## Data for analysis

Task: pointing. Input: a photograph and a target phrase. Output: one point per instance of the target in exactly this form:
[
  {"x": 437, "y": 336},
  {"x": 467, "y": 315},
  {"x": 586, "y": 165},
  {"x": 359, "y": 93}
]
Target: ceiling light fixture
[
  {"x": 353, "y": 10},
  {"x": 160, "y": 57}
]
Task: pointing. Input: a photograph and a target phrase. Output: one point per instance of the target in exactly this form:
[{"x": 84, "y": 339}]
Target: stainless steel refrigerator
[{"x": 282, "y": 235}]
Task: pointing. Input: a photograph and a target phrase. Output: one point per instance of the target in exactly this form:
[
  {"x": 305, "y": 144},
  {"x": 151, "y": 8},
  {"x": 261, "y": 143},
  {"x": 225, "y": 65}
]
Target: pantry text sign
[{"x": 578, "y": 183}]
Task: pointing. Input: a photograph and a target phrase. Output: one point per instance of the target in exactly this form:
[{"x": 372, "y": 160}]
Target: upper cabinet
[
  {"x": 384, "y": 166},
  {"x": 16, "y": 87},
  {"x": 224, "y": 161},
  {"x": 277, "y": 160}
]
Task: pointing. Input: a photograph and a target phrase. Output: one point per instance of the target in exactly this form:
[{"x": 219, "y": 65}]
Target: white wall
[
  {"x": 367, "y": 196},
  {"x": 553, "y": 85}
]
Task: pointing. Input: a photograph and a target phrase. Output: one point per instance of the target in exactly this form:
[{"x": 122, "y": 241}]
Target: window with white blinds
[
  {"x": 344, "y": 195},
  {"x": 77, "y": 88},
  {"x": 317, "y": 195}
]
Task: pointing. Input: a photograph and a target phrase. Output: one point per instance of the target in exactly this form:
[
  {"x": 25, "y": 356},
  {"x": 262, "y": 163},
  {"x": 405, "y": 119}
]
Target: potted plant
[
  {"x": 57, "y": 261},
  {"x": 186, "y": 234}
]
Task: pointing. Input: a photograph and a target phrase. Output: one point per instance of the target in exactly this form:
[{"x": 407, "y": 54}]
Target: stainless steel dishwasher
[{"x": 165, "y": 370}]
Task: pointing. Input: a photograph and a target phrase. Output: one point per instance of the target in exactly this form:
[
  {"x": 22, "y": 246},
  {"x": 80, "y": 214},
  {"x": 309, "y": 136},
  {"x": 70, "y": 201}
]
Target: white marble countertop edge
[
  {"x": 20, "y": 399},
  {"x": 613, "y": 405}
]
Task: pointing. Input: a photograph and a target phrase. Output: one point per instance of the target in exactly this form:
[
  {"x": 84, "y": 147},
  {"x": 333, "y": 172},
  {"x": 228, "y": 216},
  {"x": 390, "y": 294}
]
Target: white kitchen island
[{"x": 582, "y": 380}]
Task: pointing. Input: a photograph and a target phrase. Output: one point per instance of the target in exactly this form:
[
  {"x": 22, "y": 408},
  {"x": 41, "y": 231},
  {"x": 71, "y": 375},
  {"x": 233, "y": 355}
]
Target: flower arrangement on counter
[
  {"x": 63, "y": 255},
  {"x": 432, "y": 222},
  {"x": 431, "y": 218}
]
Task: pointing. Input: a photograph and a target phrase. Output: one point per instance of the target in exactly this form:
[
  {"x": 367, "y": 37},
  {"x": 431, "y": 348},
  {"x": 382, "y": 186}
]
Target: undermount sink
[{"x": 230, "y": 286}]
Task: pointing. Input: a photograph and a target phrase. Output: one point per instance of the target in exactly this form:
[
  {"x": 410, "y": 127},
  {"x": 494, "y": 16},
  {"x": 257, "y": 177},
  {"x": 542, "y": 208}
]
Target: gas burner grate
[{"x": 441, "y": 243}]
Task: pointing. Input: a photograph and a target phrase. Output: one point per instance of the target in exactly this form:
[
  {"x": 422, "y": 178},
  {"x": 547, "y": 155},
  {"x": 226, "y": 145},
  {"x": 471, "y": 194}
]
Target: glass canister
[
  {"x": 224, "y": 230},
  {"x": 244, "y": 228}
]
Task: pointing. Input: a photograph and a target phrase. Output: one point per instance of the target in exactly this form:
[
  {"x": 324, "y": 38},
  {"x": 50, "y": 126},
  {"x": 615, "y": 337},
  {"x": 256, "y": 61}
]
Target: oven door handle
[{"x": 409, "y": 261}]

## Goal of the exercise
Word for word, write out every line of the listing.

## The answer
Task: pointing. Input: a photograph and a target phrase. Output: one point per instance of the target in exactly this form:
[
  {"x": 437, "y": 336},
  {"x": 467, "y": 315},
  {"x": 586, "y": 165},
  {"x": 359, "y": 93}
]
Target: ceiling light fixture
[
  {"x": 353, "y": 10},
  {"x": 160, "y": 57}
]
Task: pointing. Input: a photograph and a target phrase. Output: one point per instance of the target in exactly this form:
[{"x": 84, "y": 339}]
Target: stainless steel refrigerator
[{"x": 282, "y": 235}]
Task: pointing. Input: a photograph and a target phrase. Output: one point per instance of the target in exactly this form:
[
  {"x": 305, "y": 144},
  {"x": 151, "y": 8},
  {"x": 261, "y": 143},
  {"x": 225, "y": 65}
]
Target: pantry text sign
[{"x": 578, "y": 183}]
Task: pointing. Input: a photograph and a target phrase. Output: one point per instance of the target in exactly this form:
[{"x": 372, "y": 160}]
Target: upper cabinet
[
  {"x": 384, "y": 166},
  {"x": 16, "y": 87},
  {"x": 224, "y": 161},
  {"x": 277, "y": 160}
]
Task: pointing. Input: a photograph and a target phrase. Output: one point per instance of the target in exactly this form:
[{"x": 219, "y": 65}]
Target: white wall
[
  {"x": 367, "y": 196},
  {"x": 553, "y": 85}
]
Task: pointing. Input: a photograph and a target phrase. Output: one point per instance of the target in exactly this form:
[{"x": 122, "y": 241}]
Target: window with white blinds
[
  {"x": 344, "y": 195},
  {"x": 77, "y": 88},
  {"x": 317, "y": 195}
]
Task: pointing. Input: a photograph and a target phrase. Output: one point per instance of the target in exactly this form:
[
  {"x": 25, "y": 356},
  {"x": 262, "y": 163},
  {"x": 405, "y": 119}
]
Target: potted plant
[
  {"x": 57, "y": 261},
  {"x": 186, "y": 234}
]
Task: pointing. Input: a photograph and a target phrase. Output: one point per instance of the target in exactly this form:
[{"x": 407, "y": 54}]
Target: stainless steel dishwasher
[{"x": 165, "y": 370}]
Task: pointing. Input: a photograph and a target phrase. Output: one point per instance of the target in exactly this form:
[
  {"x": 22, "y": 246},
  {"x": 80, "y": 214},
  {"x": 309, "y": 136},
  {"x": 70, "y": 201}
]
Target: white marble countertop edge
[
  {"x": 20, "y": 399},
  {"x": 613, "y": 405}
]
Task: pointing. Input: a photograph and a target phrase. Output: one point per instance of the target in exactly this form:
[
  {"x": 84, "y": 147},
  {"x": 333, "y": 172},
  {"x": 228, "y": 216},
  {"x": 390, "y": 294}
]
Target: white kitchen island
[{"x": 582, "y": 380}]
Task: pointing. Input: a photograph and a target phrase. Output: one point per instance of the target in exactly this form:
[
  {"x": 22, "y": 408},
  {"x": 41, "y": 231},
  {"x": 71, "y": 375},
  {"x": 233, "y": 355}
]
Target: flower arrangement on counter
[
  {"x": 63, "y": 255},
  {"x": 432, "y": 222},
  {"x": 431, "y": 218}
]
Task: pointing. Input: a photograph and a target phrase. Output: one point per instance of the target in exactly this form:
[
  {"x": 367, "y": 37},
  {"x": 431, "y": 348},
  {"x": 382, "y": 186}
]
Target: undermount sink
[{"x": 230, "y": 286}]
Task: pointing. Input: a photograph and a target phrase. Output: one point per instance of the target in exactly this form:
[
  {"x": 410, "y": 127},
  {"x": 494, "y": 16},
  {"x": 257, "y": 177},
  {"x": 542, "y": 208}
]
Target: gas burner grate
[{"x": 441, "y": 243}]
Task: pointing. Input: a photograph and a target phrase. Output: one point per instance of the target in exactly this form:
[
  {"x": 422, "y": 178},
  {"x": 547, "y": 155},
  {"x": 226, "y": 145},
  {"x": 471, "y": 194}
]
Target: glass canister
[
  {"x": 224, "y": 230},
  {"x": 244, "y": 228}
]
Task: pointing. Input: a photograph and a target phrase. Output: one point per instance of the target in exactly this form:
[
  {"x": 324, "y": 38},
  {"x": 50, "y": 126},
  {"x": 615, "y": 337},
  {"x": 256, "y": 61}
]
Target: oven door handle
[{"x": 409, "y": 261}]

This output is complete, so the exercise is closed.